**KUTIPAN SUMBER**:

>>>>

Penanganan banjir tidak bisa dikerjakan hanya dari balik meja. Turun langsung ke biang masalah memudahkan untuk mencari solusi. Tidak sekadar menunggu laporan.
SENGATAN mentari lebih terik, Kamis (13/6/2019) sekitar pukul 10.00. Ketimbang tiga hari belakangan. Yang lebih sering hujan. Turun dari Land Cruiser Prado KT 1 D, Neni Moerniaeni menolak untuk dipayungi. Memilih untuk pegang sendiri payung itu. Lalu bergegas menuju lubang menganga di jembatan Kelurahan Guntung. Panjangnya sekira satu meter. Kedalaman 1,5 meter.
Ditengarai terjadi akibat banjir. Yang mengepung Guntung 4 Juni 2019. Merendam rumah di 15 RT. Terbesar sejak 34 tahun silam.
Hanya sekira 5 menit meninjau, Wali Kota Bontang itu segera menginstruksikan Dinas Pekerjaan Umum dan Penataan Ruang untuk memperbaikinya. Jangka pendek dan panjang. Penanganan sementara, lubang ditutup menggunakan karung pasir. Agar tidak semakin ambles. Lalu dipancang. Setelah itu dibuatkan penahan baru. Menggantikan yang ambles.
“Tahun depan dilakukan rekonstruksi. Seluruh bagian yang rusak diperbaiki. Agar tidak terjadi ambles lagi,” kata Neni.
Neni kemudian melangkah ke belakang bekas kantor Kelurahan Guntung. Melihat Sungai Guntung yang sempat meluap. Membicarakan pembangunan turap. “Masyarakat juga harus disadarkan. Jangan buang sampah sembarangan,” tuturnya.
Warga di bantaran sungai juga rencana akan direlokasi. Agar normalisasi sungai bisa lebih maksimal.
Dari sana, istri Sofyan Hasdam itu mendatangi lokasi pengerukan Sungai Kanibungan. Berjalan kaki sekira 100 meter. Menyebrangi jembatan kayu. Jalan lagi sekira 50 meter. Sampai masuk ke wilayah Kutai Timur. Menemukan anak sungai yang sudah ditutup.

<<<<

**DATA YANG DIGUNAKAN**:
>>>>

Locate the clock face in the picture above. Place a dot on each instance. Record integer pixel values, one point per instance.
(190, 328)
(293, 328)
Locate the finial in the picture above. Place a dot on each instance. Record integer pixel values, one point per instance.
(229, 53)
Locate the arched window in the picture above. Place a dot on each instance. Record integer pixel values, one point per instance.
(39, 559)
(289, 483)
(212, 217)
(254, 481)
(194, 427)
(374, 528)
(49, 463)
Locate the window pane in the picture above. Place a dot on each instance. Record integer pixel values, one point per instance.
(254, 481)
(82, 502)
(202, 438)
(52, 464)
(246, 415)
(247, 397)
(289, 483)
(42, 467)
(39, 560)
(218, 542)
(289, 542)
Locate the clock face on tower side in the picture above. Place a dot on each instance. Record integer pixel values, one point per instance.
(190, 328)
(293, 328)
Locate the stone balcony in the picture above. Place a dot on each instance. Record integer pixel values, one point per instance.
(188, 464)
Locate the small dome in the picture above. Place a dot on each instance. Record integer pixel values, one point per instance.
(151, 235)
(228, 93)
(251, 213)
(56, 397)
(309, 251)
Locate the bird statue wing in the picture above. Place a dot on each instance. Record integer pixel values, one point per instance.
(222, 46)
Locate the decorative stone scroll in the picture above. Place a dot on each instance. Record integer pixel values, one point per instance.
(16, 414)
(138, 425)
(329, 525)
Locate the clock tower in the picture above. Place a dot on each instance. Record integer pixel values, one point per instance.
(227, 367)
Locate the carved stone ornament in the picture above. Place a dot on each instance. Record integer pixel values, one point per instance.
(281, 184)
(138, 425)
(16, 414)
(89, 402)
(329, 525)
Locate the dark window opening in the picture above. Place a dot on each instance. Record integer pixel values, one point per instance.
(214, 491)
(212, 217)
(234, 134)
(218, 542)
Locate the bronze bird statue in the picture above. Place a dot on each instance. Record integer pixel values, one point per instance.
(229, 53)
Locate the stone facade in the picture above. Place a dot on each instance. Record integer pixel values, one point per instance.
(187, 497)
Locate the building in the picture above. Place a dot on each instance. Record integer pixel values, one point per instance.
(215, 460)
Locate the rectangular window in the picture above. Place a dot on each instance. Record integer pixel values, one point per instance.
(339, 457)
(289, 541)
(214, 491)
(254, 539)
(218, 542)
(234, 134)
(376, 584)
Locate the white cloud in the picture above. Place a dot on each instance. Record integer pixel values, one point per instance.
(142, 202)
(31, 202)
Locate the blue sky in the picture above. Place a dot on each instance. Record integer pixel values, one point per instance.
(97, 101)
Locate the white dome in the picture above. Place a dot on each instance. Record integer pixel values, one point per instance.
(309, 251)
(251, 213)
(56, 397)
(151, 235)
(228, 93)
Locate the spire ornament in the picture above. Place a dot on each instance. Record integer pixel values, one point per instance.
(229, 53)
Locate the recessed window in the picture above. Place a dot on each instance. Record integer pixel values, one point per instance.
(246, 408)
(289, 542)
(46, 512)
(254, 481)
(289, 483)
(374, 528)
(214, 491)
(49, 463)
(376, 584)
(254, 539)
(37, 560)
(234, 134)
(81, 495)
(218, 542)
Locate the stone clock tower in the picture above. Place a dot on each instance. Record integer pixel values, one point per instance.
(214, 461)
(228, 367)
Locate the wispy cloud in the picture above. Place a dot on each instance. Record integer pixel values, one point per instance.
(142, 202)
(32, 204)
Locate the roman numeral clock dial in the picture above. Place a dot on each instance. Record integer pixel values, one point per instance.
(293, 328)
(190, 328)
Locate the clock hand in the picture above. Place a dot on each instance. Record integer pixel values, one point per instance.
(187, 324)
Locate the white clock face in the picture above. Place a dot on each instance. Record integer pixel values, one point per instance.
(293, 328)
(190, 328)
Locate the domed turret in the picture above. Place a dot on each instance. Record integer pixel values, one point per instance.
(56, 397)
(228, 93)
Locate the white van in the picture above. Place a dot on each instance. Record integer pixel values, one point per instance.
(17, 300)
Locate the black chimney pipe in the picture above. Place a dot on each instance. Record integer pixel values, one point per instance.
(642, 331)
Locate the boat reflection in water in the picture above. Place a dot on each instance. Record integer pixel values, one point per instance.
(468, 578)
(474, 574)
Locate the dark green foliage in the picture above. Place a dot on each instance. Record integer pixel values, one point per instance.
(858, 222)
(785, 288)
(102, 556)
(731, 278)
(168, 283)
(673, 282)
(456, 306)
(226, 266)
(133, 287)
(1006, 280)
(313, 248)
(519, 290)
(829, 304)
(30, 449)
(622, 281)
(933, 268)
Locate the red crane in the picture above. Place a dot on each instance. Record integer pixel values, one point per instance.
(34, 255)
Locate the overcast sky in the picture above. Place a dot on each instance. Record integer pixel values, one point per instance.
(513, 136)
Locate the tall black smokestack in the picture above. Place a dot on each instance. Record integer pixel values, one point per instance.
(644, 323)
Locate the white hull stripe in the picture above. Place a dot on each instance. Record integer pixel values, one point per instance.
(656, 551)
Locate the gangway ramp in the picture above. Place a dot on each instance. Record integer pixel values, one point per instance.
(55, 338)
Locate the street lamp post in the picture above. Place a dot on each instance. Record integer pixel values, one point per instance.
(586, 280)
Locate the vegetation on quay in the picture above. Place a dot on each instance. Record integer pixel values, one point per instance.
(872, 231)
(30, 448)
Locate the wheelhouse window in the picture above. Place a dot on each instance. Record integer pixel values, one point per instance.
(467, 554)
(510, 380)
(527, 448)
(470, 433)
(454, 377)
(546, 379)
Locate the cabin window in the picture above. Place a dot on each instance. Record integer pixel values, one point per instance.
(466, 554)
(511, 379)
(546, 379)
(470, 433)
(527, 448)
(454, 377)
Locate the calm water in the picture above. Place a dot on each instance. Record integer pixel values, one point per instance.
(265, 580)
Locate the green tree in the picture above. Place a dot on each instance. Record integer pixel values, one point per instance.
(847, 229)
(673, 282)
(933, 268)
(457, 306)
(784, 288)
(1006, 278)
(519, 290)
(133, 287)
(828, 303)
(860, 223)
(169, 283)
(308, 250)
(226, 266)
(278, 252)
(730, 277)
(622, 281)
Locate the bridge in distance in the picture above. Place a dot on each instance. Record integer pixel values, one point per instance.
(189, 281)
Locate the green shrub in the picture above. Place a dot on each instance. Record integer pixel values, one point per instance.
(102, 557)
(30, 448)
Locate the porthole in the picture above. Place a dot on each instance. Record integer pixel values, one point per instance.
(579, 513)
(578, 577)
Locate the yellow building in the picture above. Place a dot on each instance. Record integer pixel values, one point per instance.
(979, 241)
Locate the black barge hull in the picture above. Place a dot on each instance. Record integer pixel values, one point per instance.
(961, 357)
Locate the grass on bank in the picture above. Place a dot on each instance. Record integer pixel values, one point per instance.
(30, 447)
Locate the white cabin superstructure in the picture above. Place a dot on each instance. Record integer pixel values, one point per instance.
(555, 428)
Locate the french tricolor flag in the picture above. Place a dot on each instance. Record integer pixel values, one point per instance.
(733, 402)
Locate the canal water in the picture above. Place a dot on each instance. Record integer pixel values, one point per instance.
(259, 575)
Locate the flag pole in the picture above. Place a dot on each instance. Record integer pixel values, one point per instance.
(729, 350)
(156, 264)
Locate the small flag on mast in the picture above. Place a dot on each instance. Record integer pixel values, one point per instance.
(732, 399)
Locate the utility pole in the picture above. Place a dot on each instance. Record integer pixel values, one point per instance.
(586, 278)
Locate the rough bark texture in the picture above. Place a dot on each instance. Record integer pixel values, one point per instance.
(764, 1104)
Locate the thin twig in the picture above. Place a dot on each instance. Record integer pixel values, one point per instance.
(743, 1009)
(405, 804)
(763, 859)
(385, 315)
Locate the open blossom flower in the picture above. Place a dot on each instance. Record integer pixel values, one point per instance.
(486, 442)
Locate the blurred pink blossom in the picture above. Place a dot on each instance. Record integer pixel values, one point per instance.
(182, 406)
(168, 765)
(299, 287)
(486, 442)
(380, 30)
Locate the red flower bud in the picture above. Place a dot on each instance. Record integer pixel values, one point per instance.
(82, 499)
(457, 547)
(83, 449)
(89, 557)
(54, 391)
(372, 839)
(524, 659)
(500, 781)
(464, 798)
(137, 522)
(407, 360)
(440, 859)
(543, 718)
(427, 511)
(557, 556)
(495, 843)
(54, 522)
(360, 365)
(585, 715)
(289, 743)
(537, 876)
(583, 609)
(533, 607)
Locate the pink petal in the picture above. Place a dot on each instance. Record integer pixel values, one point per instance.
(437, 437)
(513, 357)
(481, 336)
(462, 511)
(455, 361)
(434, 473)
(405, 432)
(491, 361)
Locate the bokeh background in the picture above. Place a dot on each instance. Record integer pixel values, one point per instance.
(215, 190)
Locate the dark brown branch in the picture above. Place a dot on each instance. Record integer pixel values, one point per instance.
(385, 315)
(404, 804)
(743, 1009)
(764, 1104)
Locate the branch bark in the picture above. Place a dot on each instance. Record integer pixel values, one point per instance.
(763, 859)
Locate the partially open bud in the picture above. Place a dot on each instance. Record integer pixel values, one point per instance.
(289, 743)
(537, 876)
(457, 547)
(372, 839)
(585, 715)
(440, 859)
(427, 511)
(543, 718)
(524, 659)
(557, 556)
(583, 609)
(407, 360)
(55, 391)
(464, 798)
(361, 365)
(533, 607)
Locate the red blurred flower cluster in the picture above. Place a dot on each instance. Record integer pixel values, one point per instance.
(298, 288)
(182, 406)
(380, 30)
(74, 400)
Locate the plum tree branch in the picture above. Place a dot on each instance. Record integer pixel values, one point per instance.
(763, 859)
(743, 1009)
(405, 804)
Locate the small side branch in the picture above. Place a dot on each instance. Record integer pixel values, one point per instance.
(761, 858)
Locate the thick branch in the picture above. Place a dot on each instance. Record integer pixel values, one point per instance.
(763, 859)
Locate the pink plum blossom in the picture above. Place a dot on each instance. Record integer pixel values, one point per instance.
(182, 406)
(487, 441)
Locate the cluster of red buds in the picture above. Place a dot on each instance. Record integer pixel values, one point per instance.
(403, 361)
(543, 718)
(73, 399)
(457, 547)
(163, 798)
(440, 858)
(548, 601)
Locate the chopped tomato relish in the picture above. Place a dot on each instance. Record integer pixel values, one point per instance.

<<<<

**SOAL SINGKAT A**: Ambil seluruh isi kutipan tentang penanganan banjir di Bontang, mulai dari "SENGATAN mentari lebih" terus ke bawah hingga "34 tahun silam.", tanpa mengubah apa pun.
**SOAL SINGKAT B**: Ambil setiap baris data yang memuat kata "blurred" dan salin apa adanya. Huruf besar dan huruf kecil dibedakan.
Kutipan dan baris-baris data merupakan dua bahan yang terpisah.

**HASIL A**:
SENGATAN mentari lebih terik, Kamis (13/6/2019) sekitar pukul 10.00. Ketimbang tiga hari belakangan. Yang lebih sering hujan. Turun dari Land Cruiser Prado KT 1 D, Neni Moerniaeni menolak untuk dipayungi. Memilih untuk pegang sendiri payung itu. Lalu bergegas menuju lubang menganga di jembatan Kelurahan Guntung. Panjangnya sekira satu meter. Kedalaman 1,5 meter.
Ditengarai terjadi akibat banjir. Yang mengepung Guntung 4 Juni 2019. Merendam rumah di 15 RT. Terbesar sejak 34 tahun silam.

**HASIL B**:
Locate the blurred pink blossom in the picture above. Place a dot on each instance. Record integer pixel values, one point per instance.
Locate the red blurred flower cluster in the picture above. Place a dot on each instance. Record integer pixel values, one point per instance.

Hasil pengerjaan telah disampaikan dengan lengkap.